# Varnish over murphys oil soap.



## Jmayspaint (Mar 26, 2013)

First day on a re-paint. Stained trim to be sanded and re- varnished. Cleaning crew spent yesterday wiping all the trim with Murphy's. 
I'm wondering about potential problems with this. Going to do a test area and check. 
Anyone have experience with this? 
Thanks


----------



## PP&C Services (May 10, 2013)

I've never tried to go over it with anything, but it makes a good brush cleaner for dried oil paint.


----------



## modernfinish (Mar 20, 2013)

You might want to just degrease it with Krud Kutter or something.


----------



## Tonyg (Dec 9, 2007)

Maybe wipe down with some Wilbond or even just plain water. Don't believe it's really anything except soap (not oil)


----------



## Jmayspaint (Mar 26, 2013)

It seems to do ok with sand and wipe down. Going to let one dry to be sure. Thanks


----------



## Gough (Nov 24, 2010)

Tonyg is right on the mark. The "oil" in the name refers to the source of the oil used to create the soap, vegetable oil. There's no free oil. At the very most, wiping it down with water should be all that's needed, and that assumes that the cleaning crew didn't follow the directions...probably a safe bet.

Murphy's is the typical cleaner that we use when we have old clear-coated woodwork to recoat.
^^^^^^^^
**GIVEN TASK A**
Reproduce the part of the Murphy's Oil Soap thread starting with "It seems to" and going on through "woodwork to recoat.".
**GIVEN TASK B**
Decide whether each statement agrees with the Murphy's Oil Soap thread, answering yes or no and quoting the words that settle it. (i) The cleaning crew wiped the trim with Murphy's. (ii) PP&C Services has put a finish over Murphy's before. (iii) Gough says Murphy's leaves free oil behind.
**GIVEN TASK C**
Summarize the Murphy's Oil Soap thread in two sentences.
The rows that come next have no connection to the Murphy's Oil Soap thread.
^^^^^^^^
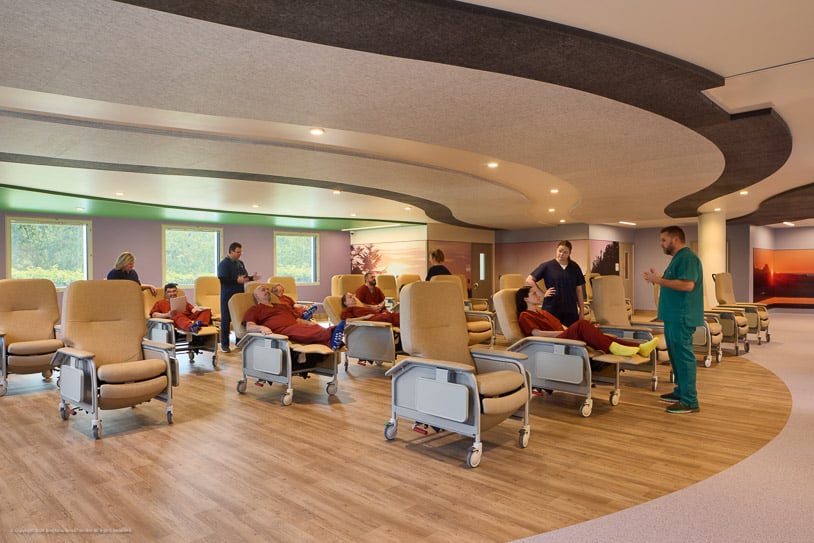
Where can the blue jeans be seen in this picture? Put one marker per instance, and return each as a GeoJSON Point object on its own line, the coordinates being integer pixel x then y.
{"type": "Point", "coordinates": [682, 359]}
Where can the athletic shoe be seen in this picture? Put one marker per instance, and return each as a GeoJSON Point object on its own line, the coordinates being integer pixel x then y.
{"type": "Point", "coordinates": [670, 397]}
{"type": "Point", "coordinates": [336, 335]}
{"type": "Point", "coordinates": [680, 408]}
{"type": "Point", "coordinates": [308, 313]}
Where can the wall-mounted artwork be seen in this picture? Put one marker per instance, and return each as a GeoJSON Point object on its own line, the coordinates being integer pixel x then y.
{"type": "Point", "coordinates": [392, 257]}
{"type": "Point", "coordinates": [783, 274]}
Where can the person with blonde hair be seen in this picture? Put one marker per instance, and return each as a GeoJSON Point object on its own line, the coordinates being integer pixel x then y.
{"type": "Point", "coordinates": [124, 269]}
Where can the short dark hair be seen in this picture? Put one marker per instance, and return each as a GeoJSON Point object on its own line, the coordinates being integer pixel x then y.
{"type": "Point", "coordinates": [674, 231]}
{"type": "Point", "coordinates": [520, 299]}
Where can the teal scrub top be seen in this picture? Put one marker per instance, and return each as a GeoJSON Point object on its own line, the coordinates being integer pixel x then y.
{"type": "Point", "coordinates": [678, 307]}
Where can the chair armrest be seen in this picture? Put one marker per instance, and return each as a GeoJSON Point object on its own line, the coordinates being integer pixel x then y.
{"type": "Point", "coordinates": [367, 324]}
{"type": "Point", "coordinates": [487, 360]}
{"type": "Point", "coordinates": [431, 362]}
{"type": "Point", "coordinates": [66, 354]}
{"type": "Point", "coordinates": [254, 336]}
{"type": "Point", "coordinates": [157, 346]}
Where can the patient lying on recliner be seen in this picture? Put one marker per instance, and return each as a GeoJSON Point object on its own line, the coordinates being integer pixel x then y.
{"type": "Point", "coordinates": [267, 318]}
{"type": "Point", "coordinates": [534, 321]}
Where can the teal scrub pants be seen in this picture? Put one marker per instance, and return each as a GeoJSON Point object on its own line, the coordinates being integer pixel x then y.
{"type": "Point", "coordinates": [682, 359]}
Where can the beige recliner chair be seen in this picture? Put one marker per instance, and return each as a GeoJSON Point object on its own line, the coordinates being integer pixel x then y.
{"type": "Point", "coordinates": [107, 363]}
{"type": "Point", "coordinates": [163, 330]}
{"type": "Point", "coordinates": [707, 338]}
{"type": "Point", "coordinates": [445, 384]}
{"type": "Point", "coordinates": [274, 359]}
{"type": "Point", "coordinates": [480, 323]}
{"type": "Point", "coordinates": [561, 365]}
{"type": "Point", "coordinates": [365, 340]}
{"type": "Point", "coordinates": [757, 315]}
{"type": "Point", "coordinates": [29, 312]}
{"type": "Point", "coordinates": [610, 309]}
{"type": "Point", "coordinates": [406, 279]}
{"type": "Point", "coordinates": [511, 280]}
{"type": "Point", "coordinates": [207, 294]}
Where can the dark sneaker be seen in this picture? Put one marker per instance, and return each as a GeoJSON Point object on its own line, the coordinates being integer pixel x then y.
{"type": "Point", "coordinates": [670, 397]}
{"type": "Point", "coordinates": [679, 408]}
{"type": "Point", "coordinates": [308, 313]}
{"type": "Point", "coordinates": [336, 335]}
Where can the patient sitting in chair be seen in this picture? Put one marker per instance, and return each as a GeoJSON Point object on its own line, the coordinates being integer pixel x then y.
{"type": "Point", "coordinates": [352, 309]}
{"type": "Point", "coordinates": [305, 313]}
{"type": "Point", "coordinates": [534, 321]}
{"type": "Point", "coordinates": [267, 318]}
{"type": "Point", "coordinates": [192, 319]}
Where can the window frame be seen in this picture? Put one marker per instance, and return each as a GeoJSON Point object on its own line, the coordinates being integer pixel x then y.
{"type": "Point", "coordinates": [86, 223]}
{"type": "Point", "coordinates": [315, 255]}
{"type": "Point", "coordinates": [172, 227]}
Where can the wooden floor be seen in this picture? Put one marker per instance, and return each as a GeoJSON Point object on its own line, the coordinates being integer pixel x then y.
{"type": "Point", "coordinates": [244, 468]}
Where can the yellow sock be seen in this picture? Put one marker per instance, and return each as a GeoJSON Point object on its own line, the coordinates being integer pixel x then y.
{"type": "Point", "coordinates": [623, 350]}
{"type": "Point", "coordinates": [647, 347]}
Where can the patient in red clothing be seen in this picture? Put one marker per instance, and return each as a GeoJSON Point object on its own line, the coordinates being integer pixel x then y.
{"type": "Point", "coordinates": [352, 309]}
{"type": "Point", "coordinates": [534, 321]}
{"type": "Point", "coordinates": [267, 318]}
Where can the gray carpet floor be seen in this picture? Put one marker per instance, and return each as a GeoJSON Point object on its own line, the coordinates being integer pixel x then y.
{"type": "Point", "coordinates": [768, 497]}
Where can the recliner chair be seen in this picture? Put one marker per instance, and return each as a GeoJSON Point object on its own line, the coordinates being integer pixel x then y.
{"type": "Point", "coordinates": [445, 384]}
{"type": "Point", "coordinates": [29, 312]}
{"type": "Point", "coordinates": [274, 359]}
{"type": "Point", "coordinates": [610, 309]}
{"type": "Point", "coordinates": [561, 365]}
{"type": "Point", "coordinates": [480, 323]}
{"type": "Point", "coordinates": [183, 341]}
{"type": "Point", "coordinates": [106, 362]}
{"type": "Point", "coordinates": [364, 339]}
{"type": "Point", "coordinates": [757, 315]}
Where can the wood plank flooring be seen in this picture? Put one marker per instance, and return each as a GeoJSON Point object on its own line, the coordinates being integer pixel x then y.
{"type": "Point", "coordinates": [244, 468]}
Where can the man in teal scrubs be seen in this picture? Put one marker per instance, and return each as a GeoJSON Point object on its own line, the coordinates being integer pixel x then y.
{"type": "Point", "coordinates": [681, 308]}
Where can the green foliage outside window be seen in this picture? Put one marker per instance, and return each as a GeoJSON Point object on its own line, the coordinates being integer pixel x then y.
{"type": "Point", "coordinates": [190, 253]}
{"type": "Point", "coordinates": [50, 250]}
{"type": "Point", "coordinates": [296, 256]}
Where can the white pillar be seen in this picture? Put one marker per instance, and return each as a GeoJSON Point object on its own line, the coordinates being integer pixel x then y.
{"type": "Point", "coordinates": [712, 250]}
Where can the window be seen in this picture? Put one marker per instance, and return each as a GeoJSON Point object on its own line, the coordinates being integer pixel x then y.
{"type": "Point", "coordinates": [190, 252]}
{"type": "Point", "coordinates": [53, 249]}
{"type": "Point", "coordinates": [296, 256]}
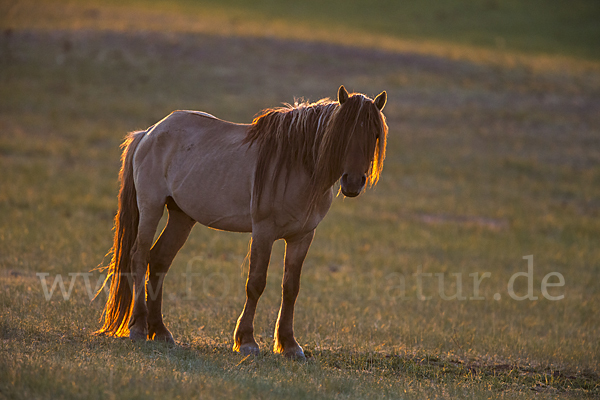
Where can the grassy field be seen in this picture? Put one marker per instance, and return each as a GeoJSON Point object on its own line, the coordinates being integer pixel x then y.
{"type": "Point", "coordinates": [493, 156]}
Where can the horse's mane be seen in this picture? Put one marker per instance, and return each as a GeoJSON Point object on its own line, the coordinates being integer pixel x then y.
{"type": "Point", "coordinates": [315, 136]}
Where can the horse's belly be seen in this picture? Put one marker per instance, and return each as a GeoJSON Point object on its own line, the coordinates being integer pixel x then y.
{"type": "Point", "coordinates": [231, 223]}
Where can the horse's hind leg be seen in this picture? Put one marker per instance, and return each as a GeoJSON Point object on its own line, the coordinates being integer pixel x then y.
{"type": "Point", "coordinates": [162, 254]}
{"type": "Point", "coordinates": [149, 218]}
{"type": "Point", "coordinates": [295, 252]}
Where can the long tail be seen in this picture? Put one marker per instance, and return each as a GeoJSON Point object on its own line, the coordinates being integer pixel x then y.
{"type": "Point", "coordinates": [120, 299]}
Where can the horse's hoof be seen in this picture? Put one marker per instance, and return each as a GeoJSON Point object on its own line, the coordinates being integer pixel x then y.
{"type": "Point", "coordinates": [296, 354]}
{"type": "Point", "coordinates": [165, 337]}
{"type": "Point", "coordinates": [137, 336]}
{"type": "Point", "coordinates": [249, 349]}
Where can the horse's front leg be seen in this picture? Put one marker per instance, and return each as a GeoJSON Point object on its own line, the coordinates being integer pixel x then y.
{"type": "Point", "coordinates": [295, 252]}
{"type": "Point", "coordinates": [260, 253]}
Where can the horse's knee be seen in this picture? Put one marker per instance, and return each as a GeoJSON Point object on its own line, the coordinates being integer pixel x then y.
{"type": "Point", "coordinates": [256, 286]}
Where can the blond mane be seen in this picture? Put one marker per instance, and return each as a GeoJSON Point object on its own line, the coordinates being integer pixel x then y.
{"type": "Point", "coordinates": [315, 136]}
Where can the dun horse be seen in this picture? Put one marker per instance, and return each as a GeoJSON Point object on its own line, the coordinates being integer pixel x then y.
{"type": "Point", "coordinates": [273, 178]}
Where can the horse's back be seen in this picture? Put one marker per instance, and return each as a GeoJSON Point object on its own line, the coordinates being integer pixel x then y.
{"type": "Point", "coordinates": [201, 162]}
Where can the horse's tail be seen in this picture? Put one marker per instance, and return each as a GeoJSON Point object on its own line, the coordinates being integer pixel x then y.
{"type": "Point", "coordinates": [120, 299]}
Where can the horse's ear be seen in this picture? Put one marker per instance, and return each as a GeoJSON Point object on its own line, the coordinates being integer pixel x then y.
{"type": "Point", "coordinates": [342, 95]}
{"type": "Point", "coordinates": [380, 100]}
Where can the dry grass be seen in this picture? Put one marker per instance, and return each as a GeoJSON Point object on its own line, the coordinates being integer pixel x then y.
{"type": "Point", "coordinates": [487, 163]}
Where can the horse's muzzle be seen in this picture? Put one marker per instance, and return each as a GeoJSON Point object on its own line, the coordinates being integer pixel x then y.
{"type": "Point", "coordinates": [352, 185]}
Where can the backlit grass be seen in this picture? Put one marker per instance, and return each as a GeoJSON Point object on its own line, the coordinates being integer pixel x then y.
{"type": "Point", "coordinates": [487, 163]}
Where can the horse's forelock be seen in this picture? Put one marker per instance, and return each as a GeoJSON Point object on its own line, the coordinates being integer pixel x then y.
{"type": "Point", "coordinates": [315, 136]}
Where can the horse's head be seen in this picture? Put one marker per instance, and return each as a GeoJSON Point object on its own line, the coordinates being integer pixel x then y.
{"type": "Point", "coordinates": [365, 150]}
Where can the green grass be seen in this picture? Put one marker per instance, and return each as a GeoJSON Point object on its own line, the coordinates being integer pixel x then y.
{"type": "Point", "coordinates": [487, 163]}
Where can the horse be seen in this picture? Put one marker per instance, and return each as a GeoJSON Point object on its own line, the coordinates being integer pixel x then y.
{"type": "Point", "coordinates": [274, 178]}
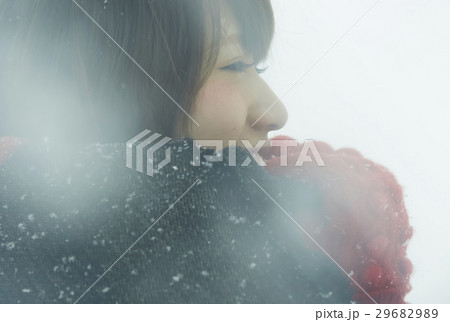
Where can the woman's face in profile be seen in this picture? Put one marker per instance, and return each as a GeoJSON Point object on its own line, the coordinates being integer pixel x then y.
{"type": "Point", "coordinates": [235, 96]}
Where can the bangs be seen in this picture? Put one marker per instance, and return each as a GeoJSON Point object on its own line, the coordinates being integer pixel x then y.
{"type": "Point", "coordinates": [256, 26]}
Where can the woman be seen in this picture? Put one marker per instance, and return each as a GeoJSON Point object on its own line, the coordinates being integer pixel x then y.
{"type": "Point", "coordinates": [77, 226]}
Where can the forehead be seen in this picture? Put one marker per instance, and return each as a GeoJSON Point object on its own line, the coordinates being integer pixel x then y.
{"type": "Point", "coordinates": [229, 27]}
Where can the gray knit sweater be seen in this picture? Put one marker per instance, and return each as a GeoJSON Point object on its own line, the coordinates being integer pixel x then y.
{"type": "Point", "coordinates": [77, 225]}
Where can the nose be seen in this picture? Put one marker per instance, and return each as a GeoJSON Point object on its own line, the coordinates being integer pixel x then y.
{"type": "Point", "coordinates": [266, 112]}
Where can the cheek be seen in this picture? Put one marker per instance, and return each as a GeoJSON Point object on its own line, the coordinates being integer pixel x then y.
{"type": "Point", "coordinates": [220, 110]}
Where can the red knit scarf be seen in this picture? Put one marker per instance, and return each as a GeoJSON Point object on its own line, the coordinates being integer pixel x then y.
{"type": "Point", "coordinates": [363, 224]}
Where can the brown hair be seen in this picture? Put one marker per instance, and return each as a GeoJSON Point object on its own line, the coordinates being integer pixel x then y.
{"type": "Point", "coordinates": [65, 77]}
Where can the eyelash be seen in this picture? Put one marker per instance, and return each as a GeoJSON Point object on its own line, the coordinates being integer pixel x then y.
{"type": "Point", "coordinates": [240, 67]}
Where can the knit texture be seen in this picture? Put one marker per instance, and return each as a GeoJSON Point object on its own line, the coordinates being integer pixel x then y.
{"type": "Point", "coordinates": [72, 214]}
{"type": "Point", "coordinates": [360, 219]}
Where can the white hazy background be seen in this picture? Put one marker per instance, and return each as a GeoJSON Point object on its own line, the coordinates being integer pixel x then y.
{"type": "Point", "coordinates": [383, 89]}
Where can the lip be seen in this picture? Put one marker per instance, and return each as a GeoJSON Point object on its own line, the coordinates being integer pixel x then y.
{"type": "Point", "coordinates": [268, 152]}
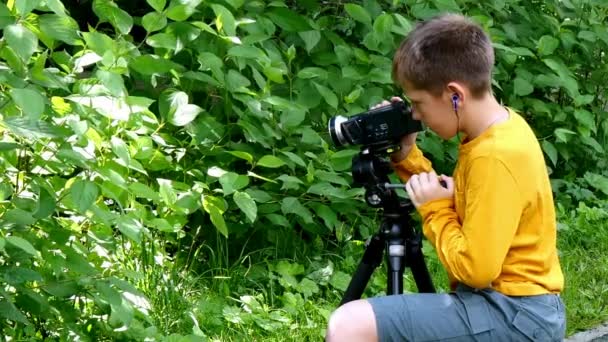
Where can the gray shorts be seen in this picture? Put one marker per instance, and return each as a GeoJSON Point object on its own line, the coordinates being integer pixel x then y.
{"type": "Point", "coordinates": [469, 315]}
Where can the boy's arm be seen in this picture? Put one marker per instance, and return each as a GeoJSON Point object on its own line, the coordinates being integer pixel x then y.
{"type": "Point", "coordinates": [473, 252]}
{"type": "Point", "coordinates": [414, 163]}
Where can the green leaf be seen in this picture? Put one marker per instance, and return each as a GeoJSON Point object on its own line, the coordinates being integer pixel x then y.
{"type": "Point", "coordinates": [231, 182]}
{"type": "Point", "coordinates": [6, 18]}
{"type": "Point", "coordinates": [547, 45]}
{"type": "Point", "coordinates": [330, 218]}
{"type": "Point", "coordinates": [291, 205]}
{"type": "Point", "coordinates": [562, 134]}
{"type": "Point", "coordinates": [312, 72]}
{"type": "Point", "coordinates": [60, 27]}
{"type": "Point", "coordinates": [130, 227]}
{"type": "Point", "coordinates": [243, 155]}
{"type": "Point", "coordinates": [182, 9]}
{"type": "Point", "coordinates": [340, 280]}
{"type": "Point", "coordinates": [358, 13]}
{"type": "Point", "coordinates": [19, 217]}
{"type": "Point", "coordinates": [56, 6]}
{"type": "Point", "coordinates": [21, 40]}
{"type": "Point", "coordinates": [112, 81]}
{"type": "Point", "coordinates": [84, 193]}
{"type": "Point", "coordinates": [158, 5]}
{"type": "Point", "coordinates": [294, 158]}
{"type": "Point", "coordinates": [166, 191]}
{"type": "Point", "coordinates": [270, 161]}
{"type": "Point", "coordinates": [590, 141]}
{"type": "Point", "coordinates": [175, 108]}
{"type": "Point", "coordinates": [310, 38]}
{"type": "Point", "coordinates": [327, 94]}
{"type": "Point", "coordinates": [307, 287]}
{"type": "Point", "coordinates": [46, 204]}
{"type": "Point", "coordinates": [22, 244]}
{"type": "Point", "coordinates": [224, 21]}
{"type": "Point", "coordinates": [9, 311]}
{"type": "Point", "coordinates": [34, 129]}
{"type": "Point", "coordinates": [523, 87]}
{"type": "Point", "coordinates": [152, 64]}
{"type": "Point", "coordinates": [383, 25]}
{"type": "Point", "coordinates": [30, 101]}
{"type": "Point", "coordinates": [585, 118]}
{"type": "Point", "coordinates": [143, 191]}
{"type": "Point", "coordinates": [154, 21]}
{"type": "Point", "coordinates": [26, 6]}
{"type": "Point", "coordinates": [216, 216]}
{"type": "Point", "coordinates": [550, 150]}
{"type": "Point", "coordinates": [288, 20]}
{"type": "Point", "coordinates": [8, 146]}
{"type": "Point", "coordinates": [246, 204]}
{"type": "Point", "coordinates": [120, 149]}
{"type": "Point", "coordinates": [108, 11]}
{"type": "Point", "coordinates": [597, 181]}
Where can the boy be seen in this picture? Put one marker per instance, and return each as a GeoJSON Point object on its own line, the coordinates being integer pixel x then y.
{"type": "Point", "coordinates": [493, 225]}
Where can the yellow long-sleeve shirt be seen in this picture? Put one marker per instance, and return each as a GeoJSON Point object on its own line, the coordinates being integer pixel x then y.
{"type": "Point", "coordinates": [499, 230]}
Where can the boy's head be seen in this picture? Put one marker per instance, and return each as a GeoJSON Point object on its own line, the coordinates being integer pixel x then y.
{"type": "Point", "coordinates": [442, 65]}
{"type": "Point", "coordinates": [448, 48]}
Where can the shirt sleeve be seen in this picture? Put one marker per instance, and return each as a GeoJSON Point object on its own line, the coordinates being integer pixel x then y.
{"type": "Point", "coordinates": [473, 252]}
{"type": "Point", "coordinates": [414, 163]}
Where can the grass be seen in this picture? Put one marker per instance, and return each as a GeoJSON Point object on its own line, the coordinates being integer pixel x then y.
{"type": "Point", "coordinates": [266, 296]}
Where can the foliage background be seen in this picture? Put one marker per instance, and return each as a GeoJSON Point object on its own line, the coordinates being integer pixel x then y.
{"type": "Point", "coordinates": [167, 172]}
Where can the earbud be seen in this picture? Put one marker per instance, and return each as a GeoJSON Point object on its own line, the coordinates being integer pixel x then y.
{"type": "Point", "coordinates": [455, 99]}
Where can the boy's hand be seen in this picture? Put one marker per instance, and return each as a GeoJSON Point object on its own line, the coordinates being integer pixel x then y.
{"type": "Point", "coordinates": [425, 187]}
{"type": "Point", "coordinates": [407, 142]}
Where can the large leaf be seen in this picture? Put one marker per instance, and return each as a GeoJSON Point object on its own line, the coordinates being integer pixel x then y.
{"type": "Point", "coordinates": [30, 101]}
{"type": "Point", "coordinates": [22, 244]}
{"type": "Point", "coordinates": [84, 194]}
{"type": "Point", "coordinates": [224, 20]}
{"type": "Point", "coordinates": [34, 129]}
{"type": "Point", "coordinates": [108, 11]}
{"type": "Point", "coordinates": [246, 204]}
{"type": "Point", "coordinates": [288, 20]}
{"type": "Point", "coordinates": [152, 64]}
{"type": "Point", "coordinates": [21, 40]}
{"type": "Point", "coordinates": [174, 107]}
{"type": "Point", "coordinates": [216, 215]}
{"type": "Point", "coordinates": [358, 13]}
{"type": "Point", "coordinates": [60, 27]}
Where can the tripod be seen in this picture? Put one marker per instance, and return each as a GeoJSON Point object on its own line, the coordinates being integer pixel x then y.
{"type": "Point", "coordinates": [402, 244]}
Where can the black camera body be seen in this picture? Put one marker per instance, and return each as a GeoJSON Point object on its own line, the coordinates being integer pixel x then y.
{"type": "Point", "coordinates": [382, 126]}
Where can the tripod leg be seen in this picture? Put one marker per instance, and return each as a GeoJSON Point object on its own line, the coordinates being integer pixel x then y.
{"type": "Point", "coordinates": [395, 255]}
{"type": "Point", "coordinates": [415, 260]}
{"type": "Point", "coordinates": [371, 259]}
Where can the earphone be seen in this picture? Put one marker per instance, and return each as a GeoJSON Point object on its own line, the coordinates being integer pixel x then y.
{"type": "Point", "coordinates": [455, 99]}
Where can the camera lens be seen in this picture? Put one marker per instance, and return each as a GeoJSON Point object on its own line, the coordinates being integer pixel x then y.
{"type": "Point", "coordinates": [335, 130]}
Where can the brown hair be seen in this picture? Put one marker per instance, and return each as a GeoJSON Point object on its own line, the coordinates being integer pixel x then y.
{"type": "Point", "coordinates": [446, 48]}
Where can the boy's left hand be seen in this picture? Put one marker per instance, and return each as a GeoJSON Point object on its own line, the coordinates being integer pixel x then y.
{"type": "Point", "coordinates": [425, 187]}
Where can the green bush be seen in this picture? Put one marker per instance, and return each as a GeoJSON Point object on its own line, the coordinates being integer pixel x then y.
{"type": "Point", "coordinates": [170, 139]}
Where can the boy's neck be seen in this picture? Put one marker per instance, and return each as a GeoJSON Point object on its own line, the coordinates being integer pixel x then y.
{"type": "Point", "coordinates": [480, 115]}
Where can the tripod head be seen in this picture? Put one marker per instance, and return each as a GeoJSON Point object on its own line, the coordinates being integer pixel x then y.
{"type": "Point", "coordinates": [370, 169]}
{"type": "Point", "coordinates": [396, 234]}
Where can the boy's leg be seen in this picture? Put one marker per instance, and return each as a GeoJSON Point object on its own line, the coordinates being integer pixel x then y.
{"type": "Point", "coordinates": [484, 315]}
{"type": "Point", "coordinates": [412, 317]}
{"type": "Point", "coordinates": [353, 322]}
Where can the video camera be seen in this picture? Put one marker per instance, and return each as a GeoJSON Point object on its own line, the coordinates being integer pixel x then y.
{"type": "Point", "coordinates": [380, 130]}
{"type": "Point", "coordinates": [379, 127]}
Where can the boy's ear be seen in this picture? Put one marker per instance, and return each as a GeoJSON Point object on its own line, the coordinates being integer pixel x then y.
{"type": "Point", "coordinates": [456, 93]}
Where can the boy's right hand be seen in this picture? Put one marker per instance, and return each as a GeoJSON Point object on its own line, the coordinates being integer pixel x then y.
{"type": "Point", "coordinates": [407, 142]}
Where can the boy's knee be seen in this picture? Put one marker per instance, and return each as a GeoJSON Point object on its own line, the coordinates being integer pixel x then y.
{"type": "Point", "coordinates": [354, 321]}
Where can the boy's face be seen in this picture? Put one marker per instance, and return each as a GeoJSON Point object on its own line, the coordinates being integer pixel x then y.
{"type": "Point", "coordinates": [436, 112]}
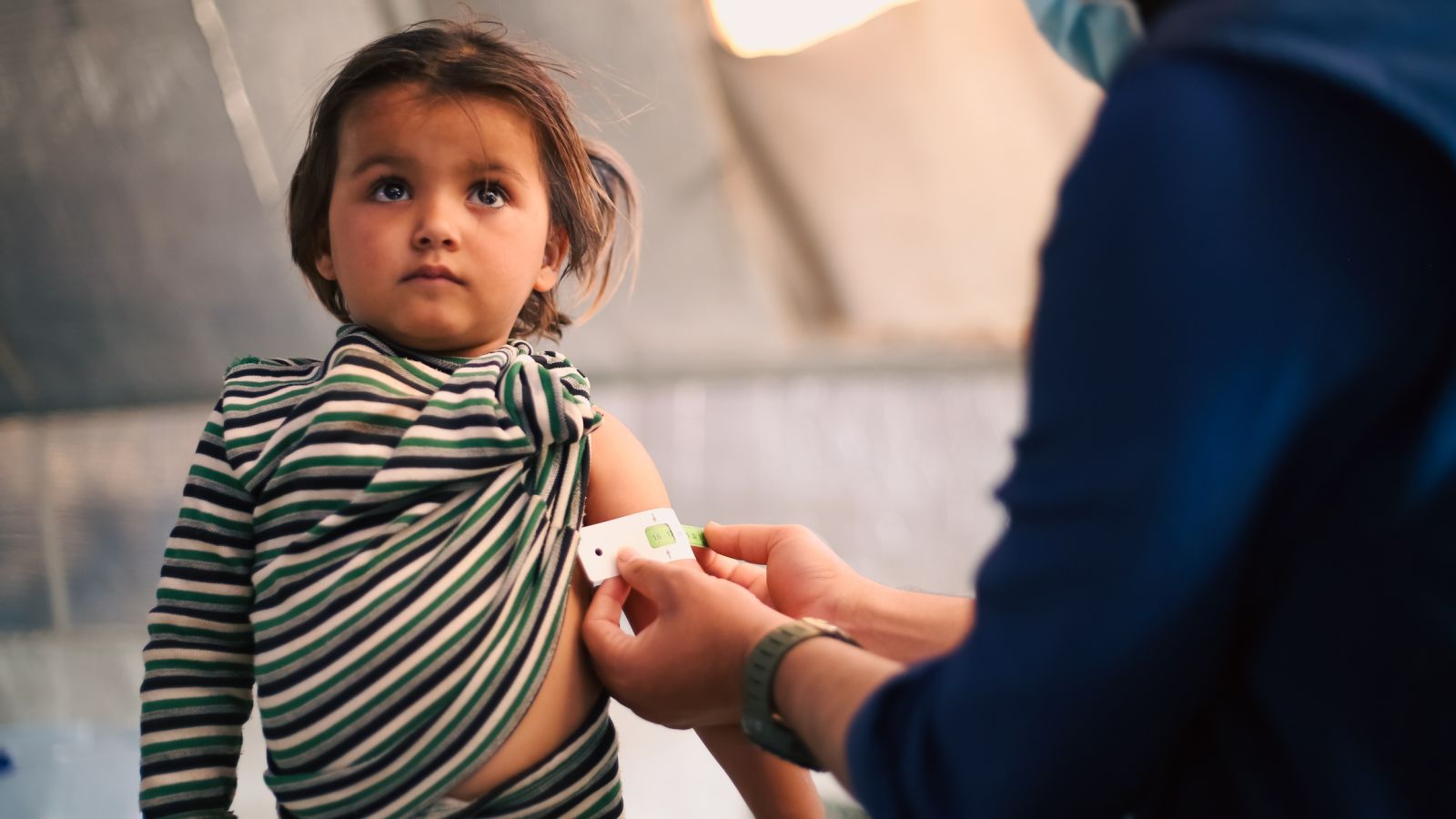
^^^^^^^^
**SOLUTION A**
It seems to do ok with sand and wipe down. Going to let one dry to be sure. Thanks


----------



## Gough (Nov 24, 2010)

Tonyg is right on the mark. The "oil" in the name refers to the source of the oil used to create the soap, vegetable oil. There's no free oil. At the very most, wiping it down with water should be all that's needed, and that assumes that the cleaning crew didn't follow the directions...probably a safe bet.

Murphy's is the typical cleaner that we use when we have old clear-coated woodwork to recoat.

**SOLUTION B**
(i) Yes: "Cleaning crew spent yesterday wiping all the trim with Murphy's."
(ii) No: "I've never tried to go over it with anything"
(iii) No: "There's no free oil."

**SOLUTION C**
A painter asked about possible problems with re-varnishing stained trim that a cleaning crew had wiped with Murphy's, and later found that it seemed to do ok after sanding and wiping down. Replies suggested degreasing with Krud Kutter or wiping with Wilbond or plain water, and Gough agreed that the product is soap with no free oil and is the typical cleaner before recoating old clear-coated woodwork.